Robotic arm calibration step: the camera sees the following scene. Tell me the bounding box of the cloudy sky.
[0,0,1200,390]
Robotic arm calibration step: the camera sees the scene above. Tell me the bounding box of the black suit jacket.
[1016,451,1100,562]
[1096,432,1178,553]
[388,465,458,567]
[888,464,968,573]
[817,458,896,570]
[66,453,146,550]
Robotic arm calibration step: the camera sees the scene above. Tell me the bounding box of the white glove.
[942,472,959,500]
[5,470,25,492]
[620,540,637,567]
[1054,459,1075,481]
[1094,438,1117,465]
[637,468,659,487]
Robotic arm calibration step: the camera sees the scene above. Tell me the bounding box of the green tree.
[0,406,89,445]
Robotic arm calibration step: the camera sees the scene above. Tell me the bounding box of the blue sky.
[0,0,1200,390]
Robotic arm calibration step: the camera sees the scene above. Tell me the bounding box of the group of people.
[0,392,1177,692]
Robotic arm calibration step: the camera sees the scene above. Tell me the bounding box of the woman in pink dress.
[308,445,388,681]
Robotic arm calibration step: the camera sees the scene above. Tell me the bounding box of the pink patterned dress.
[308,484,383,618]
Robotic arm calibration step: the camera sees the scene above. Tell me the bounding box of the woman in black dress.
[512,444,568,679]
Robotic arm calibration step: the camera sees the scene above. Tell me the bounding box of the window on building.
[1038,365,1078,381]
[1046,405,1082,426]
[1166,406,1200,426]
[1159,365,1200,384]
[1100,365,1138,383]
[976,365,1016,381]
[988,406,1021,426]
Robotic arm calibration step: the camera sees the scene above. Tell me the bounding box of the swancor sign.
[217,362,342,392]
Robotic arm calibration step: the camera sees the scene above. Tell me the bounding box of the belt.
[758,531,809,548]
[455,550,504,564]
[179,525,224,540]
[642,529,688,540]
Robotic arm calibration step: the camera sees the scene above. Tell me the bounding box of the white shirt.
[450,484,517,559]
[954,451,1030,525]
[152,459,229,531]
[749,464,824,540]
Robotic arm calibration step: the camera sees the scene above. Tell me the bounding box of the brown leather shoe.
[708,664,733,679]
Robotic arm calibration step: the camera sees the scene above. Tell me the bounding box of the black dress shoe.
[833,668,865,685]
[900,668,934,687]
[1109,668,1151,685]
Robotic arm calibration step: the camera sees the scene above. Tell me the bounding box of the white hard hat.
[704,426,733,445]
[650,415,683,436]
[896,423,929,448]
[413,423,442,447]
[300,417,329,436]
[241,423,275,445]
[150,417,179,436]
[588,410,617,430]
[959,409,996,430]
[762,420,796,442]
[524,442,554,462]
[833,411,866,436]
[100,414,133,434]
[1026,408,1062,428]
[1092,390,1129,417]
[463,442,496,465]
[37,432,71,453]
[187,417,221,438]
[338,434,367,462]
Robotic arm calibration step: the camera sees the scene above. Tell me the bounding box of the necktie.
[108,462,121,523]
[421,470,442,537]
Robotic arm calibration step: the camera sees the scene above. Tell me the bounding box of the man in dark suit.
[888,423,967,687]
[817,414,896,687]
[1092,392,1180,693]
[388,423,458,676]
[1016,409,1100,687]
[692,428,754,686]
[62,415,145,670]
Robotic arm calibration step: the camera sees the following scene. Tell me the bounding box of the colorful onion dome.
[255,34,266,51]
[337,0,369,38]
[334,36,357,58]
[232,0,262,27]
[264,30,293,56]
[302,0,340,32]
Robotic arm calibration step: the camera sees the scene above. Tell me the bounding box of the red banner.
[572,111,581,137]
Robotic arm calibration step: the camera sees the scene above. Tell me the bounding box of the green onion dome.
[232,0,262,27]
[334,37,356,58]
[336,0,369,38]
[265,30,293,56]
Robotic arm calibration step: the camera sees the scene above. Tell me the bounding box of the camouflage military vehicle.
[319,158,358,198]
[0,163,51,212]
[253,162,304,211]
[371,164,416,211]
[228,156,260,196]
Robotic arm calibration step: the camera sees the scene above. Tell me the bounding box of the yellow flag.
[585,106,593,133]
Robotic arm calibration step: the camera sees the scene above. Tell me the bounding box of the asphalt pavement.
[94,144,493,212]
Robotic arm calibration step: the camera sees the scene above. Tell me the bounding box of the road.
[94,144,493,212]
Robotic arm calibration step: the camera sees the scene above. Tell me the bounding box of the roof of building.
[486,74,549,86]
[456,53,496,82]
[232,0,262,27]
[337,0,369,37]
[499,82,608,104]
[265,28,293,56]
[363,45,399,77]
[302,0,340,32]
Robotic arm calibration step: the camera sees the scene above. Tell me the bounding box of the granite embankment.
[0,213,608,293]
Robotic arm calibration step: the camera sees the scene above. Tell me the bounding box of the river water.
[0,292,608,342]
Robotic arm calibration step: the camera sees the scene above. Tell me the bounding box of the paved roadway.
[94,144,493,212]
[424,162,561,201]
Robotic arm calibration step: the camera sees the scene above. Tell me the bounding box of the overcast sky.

-.-.-

- _WHAT TO PRODUCE_
Copy the listing above word for word, starting at its first line and ending at the line that contains "[308,445,388,681]".

- _EXPECTED ANSWER_
Robotic arm calibration step: the camera sees the following scene. Tell me the bounding box of the cloudy sky.
[0,0,1200,390]
Robotic arm calibration step: the camera sees the scene above. Tell me the bounding box of the black suit jacket.
[1016,451,1100,562]
[1096,432,1178,553]
[388,465,458,567]
[888,464,968,573]
[817,458,896,570]
[66,453,146,550]
Robotic arm calibration step: the camera sees the scene above. Tell me the bounding box of the white glove.
[942,472,959,500]
[5,470,25,492]
[620,540,637,567]
[1054,459,1075,481]
[1094,438,1117,465]
[637,468,659,487]
Robotic arm calibration step: the camera sees the scene above. Tell me the bounding box of the green tree.
[0,406,89,445]
Robotic arm calibration step: the camera sees the scene above. Tell me the bounding box of the blue sky.
[0,0,1200,390]
Robotic arm calibration step: the camera sees the scene above. Tell me the bounding box of the group of people.
[0,392,1177,692]
Robotic arm calibration step: the camera sees the scene above. Tell me the bounding box of the woman in pink dress.
[308,445,388,681]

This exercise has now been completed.